* Work instructions
Write out every entry exactly as it stands.

* Data excerpts
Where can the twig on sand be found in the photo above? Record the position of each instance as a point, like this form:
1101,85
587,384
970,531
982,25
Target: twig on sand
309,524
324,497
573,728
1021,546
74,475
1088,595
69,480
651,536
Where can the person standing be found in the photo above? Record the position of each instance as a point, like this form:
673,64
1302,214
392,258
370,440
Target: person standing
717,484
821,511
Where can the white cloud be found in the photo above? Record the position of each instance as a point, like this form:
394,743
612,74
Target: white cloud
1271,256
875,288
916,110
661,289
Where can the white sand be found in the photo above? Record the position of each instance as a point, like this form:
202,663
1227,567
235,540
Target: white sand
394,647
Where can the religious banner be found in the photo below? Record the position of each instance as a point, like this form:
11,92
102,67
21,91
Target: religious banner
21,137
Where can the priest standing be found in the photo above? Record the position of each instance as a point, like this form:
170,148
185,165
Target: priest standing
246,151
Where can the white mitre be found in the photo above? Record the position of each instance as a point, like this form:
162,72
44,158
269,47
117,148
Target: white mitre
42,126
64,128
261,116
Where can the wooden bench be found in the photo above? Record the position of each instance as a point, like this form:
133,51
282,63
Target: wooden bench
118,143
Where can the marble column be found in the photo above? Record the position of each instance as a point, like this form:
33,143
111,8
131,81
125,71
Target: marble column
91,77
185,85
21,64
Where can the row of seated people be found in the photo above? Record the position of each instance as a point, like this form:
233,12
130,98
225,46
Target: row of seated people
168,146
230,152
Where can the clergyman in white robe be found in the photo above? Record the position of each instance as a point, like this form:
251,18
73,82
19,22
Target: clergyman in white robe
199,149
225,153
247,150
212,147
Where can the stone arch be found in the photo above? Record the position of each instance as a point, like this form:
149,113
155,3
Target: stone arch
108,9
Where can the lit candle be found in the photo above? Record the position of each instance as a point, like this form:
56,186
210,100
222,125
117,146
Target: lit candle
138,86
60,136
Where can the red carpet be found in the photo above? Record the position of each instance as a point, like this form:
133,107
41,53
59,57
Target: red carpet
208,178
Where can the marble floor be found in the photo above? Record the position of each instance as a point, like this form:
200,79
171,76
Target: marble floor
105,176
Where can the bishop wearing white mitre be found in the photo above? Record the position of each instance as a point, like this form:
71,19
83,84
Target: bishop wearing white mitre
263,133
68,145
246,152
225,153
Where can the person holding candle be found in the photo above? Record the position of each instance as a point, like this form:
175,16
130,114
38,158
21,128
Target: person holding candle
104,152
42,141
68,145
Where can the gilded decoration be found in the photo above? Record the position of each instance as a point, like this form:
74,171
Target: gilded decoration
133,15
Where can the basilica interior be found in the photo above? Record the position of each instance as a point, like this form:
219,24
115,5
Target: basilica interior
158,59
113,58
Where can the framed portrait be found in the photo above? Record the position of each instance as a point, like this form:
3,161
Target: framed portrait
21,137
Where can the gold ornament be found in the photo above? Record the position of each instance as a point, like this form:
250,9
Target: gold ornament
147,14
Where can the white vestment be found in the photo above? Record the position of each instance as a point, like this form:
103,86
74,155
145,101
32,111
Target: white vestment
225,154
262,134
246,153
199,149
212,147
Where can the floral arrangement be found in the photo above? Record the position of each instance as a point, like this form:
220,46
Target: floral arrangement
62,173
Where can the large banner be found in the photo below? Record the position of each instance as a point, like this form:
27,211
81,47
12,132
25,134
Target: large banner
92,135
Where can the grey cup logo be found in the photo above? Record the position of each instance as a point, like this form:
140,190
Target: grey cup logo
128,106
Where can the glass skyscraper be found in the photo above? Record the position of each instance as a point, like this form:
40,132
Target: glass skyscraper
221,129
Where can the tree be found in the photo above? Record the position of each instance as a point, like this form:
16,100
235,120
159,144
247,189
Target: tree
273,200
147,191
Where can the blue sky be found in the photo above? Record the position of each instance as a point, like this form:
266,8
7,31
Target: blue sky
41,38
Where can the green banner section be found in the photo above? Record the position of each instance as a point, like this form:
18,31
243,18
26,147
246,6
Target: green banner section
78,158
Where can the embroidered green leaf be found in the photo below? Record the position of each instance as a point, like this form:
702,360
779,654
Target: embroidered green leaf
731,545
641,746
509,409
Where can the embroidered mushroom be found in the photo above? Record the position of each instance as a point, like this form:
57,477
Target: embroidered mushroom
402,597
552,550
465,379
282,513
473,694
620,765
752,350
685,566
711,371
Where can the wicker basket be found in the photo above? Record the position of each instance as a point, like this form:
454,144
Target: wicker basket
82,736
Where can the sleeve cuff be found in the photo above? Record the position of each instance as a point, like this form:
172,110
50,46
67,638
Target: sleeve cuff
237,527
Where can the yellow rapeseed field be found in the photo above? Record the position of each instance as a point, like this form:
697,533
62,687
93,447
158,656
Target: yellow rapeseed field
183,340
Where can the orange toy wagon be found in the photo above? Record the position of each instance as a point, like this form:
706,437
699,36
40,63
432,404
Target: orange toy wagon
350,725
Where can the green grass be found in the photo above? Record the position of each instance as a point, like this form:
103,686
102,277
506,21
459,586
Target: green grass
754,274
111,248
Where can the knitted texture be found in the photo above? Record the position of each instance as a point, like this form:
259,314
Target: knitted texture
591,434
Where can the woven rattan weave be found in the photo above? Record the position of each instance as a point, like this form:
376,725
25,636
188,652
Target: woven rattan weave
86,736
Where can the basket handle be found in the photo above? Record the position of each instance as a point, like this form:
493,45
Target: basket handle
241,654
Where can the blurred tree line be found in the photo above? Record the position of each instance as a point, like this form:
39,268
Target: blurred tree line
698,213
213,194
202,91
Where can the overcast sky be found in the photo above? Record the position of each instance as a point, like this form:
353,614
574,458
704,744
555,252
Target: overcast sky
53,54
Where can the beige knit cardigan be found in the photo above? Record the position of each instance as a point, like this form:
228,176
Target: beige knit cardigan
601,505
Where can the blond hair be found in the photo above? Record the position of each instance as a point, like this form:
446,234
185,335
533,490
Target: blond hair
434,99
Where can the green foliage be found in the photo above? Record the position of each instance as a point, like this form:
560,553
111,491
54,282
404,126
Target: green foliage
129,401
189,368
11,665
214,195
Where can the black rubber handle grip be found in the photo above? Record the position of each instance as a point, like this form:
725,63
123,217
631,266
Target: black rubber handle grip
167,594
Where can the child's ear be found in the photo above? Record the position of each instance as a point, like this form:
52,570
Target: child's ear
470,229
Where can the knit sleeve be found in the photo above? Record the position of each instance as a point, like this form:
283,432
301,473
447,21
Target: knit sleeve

* Response to the task
Where can the twig on sand be found in the photo above? Record the position of each instance as a point, like this form:
1101,85
587,384
970,531
982,25
Target: twig on sand
309,524
324,497
573,728
1021,546
74,475
1088,595
69,480
651,536
Where can the person standing be found in the photo above? Record the position of each instance as a point, like this form:
673,64
1302,214
392,258
370,440
Target: person standing
717,484
821,511
Where can the white cloud be found in the photo above? Record the position of each instance as a point, like this form:
394,743
612,74
Target: white cloud
1271,256
875,288
916,110
661,289
Where can the white sand be found in the photo above? Record the position of each instance as a point, like this form:
202,663
1227,567
235,540
Target: white sand
394,647
Where can the religious banner be found in the photo below? Record the position of each instance as a point, like this form:
11,92
102,67
21,91
Target: religious banner
21,137
Where can the priest standing be found in the photo above? Record the position of each instance as a point, like this form:
170,148
185,165
Target: priest standing
246,151
Where can the white mitre be found in the photo above? Record the position of each instance as a point, like this form:
162,72
44,158
269,47
117,148
Target: white mitre
42,126
64,128
261,116
Where can the wooden bench be found in the photo above? Record the position of each instance as a point, like this form:
133,51
282,63
Target: wooden bench
118,143
Where can the marble column be found in the photo above? Record the position of each instance as a point, like this form:
33,143
111,8
131,81
125,71
Target: marble column
91,77
185,85
21,64
Where can the row of seated people be found in the photo above? Record the position of each instance as a point, like this form:
233,12
130,98
225,46
Target: row of seated people
168,146
230,152
Where can the clergyman in white robe be found in the photo above? Record the position of each instance as a point, like this form:
251,18
73,82
19,22
Target: clergyman in white robe
199,149
225,153
247,150
212,147
Where can the stone arch be found in the photo above? Record the position of each instance as a point, like this form:
149,113
155,3
Target: stone arch
108,9
Where can the lit candle be found in the photo above? Record the position of each instance as a point, like this form:
56,186
210,100
222,125
117,146
Target: lit candle
138,86
60,136
Where can the red carpet be found in the photo above? Record the position of each instance as a point, like this form:
133,107
41,53
59,57
Target: red carpet
208,178
Where can the marble floor be found in the photo above? Record the position of each instance as a point, like this form:
200,79
171,76
Target: marble floor
105,176
Where can the bishop wearing white mitre be found in the photo above? Record the position of each instance as a point, like this form:
71,19
83,84
Target: bishop wearing white mitre
263,133
68,145
246,152
225,153
Where can the person holding candle be found in the photo above? Record the position of each instance as a point, like this form:
175,16
130,114
38,158
21,128
Target: person holding candle
104,152
42,141
68,145
Where can the gilded decoration be found in the photo above? Record the position of each instance as a point, like this form:
74,171
Target: gilded decoration
133,15
Where can the basilica interior be found in the photo above? Record the position of each instance as a point, like this form:
219,24
115,5
Target: basilica interior
158,59
113,58
Where can the framed portrait be found in the photo above? Record the position of each instance as a point, like this form:
3,161
Target: framed portrait
21,137
Where can the gold ornament be found in the photo above? Record the position of each instance as a point, like this form:
250,9
Target: gold ornament
147,14
Where can the white vestment be found in the photo above? Record the position of each instance as a point, like this form:
103,86
74,155
145,101
32,111
Target: white vestment
225,154
262,134
246,153
199,149
212,147
Where can the floral arrangement be found in the photo above? Record the position of each instance as a point, like this form:
220,46
Target: floral arrangement
62,173
Where can the large banner be found in the photo below? Record the position of each instance as a point, like this form:
27,211
81,47
12,132
25,134
Target: large banner
92,135
Where can the grey cup logo be found in the photo above? Record the position of each instance as a point, like this form:
140,190
Target: grey cup logo
128,106
Where can the glass skyscraper be found in the photo above? Record the position of each instance as a point, like this form:
40,132
Target: glass skyscraper
221,129
Where can the tree be found in the photo above? Record the position of each instance as a point, like this form:
16,100
235,120
159,144
247,189
Target: tree
273,200
147,191
Where can the blue sky be found in the photo above? Record the position of each instance as a point, like this form:
266,8
7,31
Target: blue sky
41,38
Where can the green banner section be found in the photo above? Record the position of each instance as a point, like this form:
18,31
243,18
26,147
246,6
Target: green banner section
78,158
Where can the embroidered green leaf be found in the photo below? Record the position of each instance as a point, like this form:
702,360
779,654
Target: embroidered green leaf
731,545
641,746
509,409
Where can the embroidered mushroom be found in the photo above? Record the position of each instance as a point, like this form:
57,477
Target: embroidered mushroom
402,597
552,550
465,379
282,513
473,694
620,765
752,350
685,566
711,371
Where can the wicker basket be found in the photo above? Record the position of each instance as a point, like this form:
454,144
Target: wicker basket
82,736
Where can the sleeve cuff be found in the photo above? Record the position of each instance as a point, like this form:
172,110
50,46
67,638
Target: sleeve cuff
237,527
Where can the yellow rapeseed field be found in the photo above? Record the position of each instance as a point, like this form:
697,533
62,687
93,447
158,656
Target: yellow rapeseed field
183,340
Where can the orange toy wagon be found in the photo above? Record the position of each instance as a point, like this form:
706,437
699,36
40,63
432,404
Target: orange toy wagon
350,725
Where can the green grass be found in the photo above? Record the position of each instance as a point, like this form:
103,686
102,277
506,21
459,586
Target: green grass
754,274
111,248
Where can the knitted texture be found in the photo above? Record the position of each instance as a point, like this form:
259,314
Target: knitted texture
591,434
Where can the woven rattan weave be found in the photo above? Record the position of each instance as a point, like this form:
376,725
25,636
188,652
Target: woven rattan weave
86,736
Where can the basket handle be found in the photo above? Record the position of each instance as a point, like this form:
493,45
Target: basket handle
241,654
Where can the blurred tree line be found in the photo above? Record the position of each instance as a point, like this form:
39,268
Target: blurred tree line
698,213
213,194
202,91
Where can the overcast sky be found in the photo above? Record the position of each instance as a point, like this form:
353,614
574,458
704,744
555,252
Target: overcast sky
53,54
Where can the beige knit cardigan be found in the photo above? Record the position of each instance as a point, like this form:
228,176
Target: beige knit cardigan
601,505
Where can the blond hair be found in the photo above? Record the position of each instance as a point, like this form:
446,234
185,335
533,490
Target: blond hair
434,99
Where can the green foliage be found in the photo above? Record the position of each instance as a point, like this form:
560,553
111,491
54,282
404,126
Target: green foliage
129,401
189,368
11,665
214,195
Where can the black rubber handle grip be found in the photo above? Record the position of each instance as a point, like this form:
725,63
123,217
631,266
Target: black rubber handle grip
167,594
Where can the child's ear be found in the photo above? Record the position of each instance as a point, like this form:
52,570
Target: child's ear
470,229
Where can the knit sleeve be found in the photo above? Record the position of each instance as a point, like this form:
283,432
301,473
447,21
Target: knit sleeve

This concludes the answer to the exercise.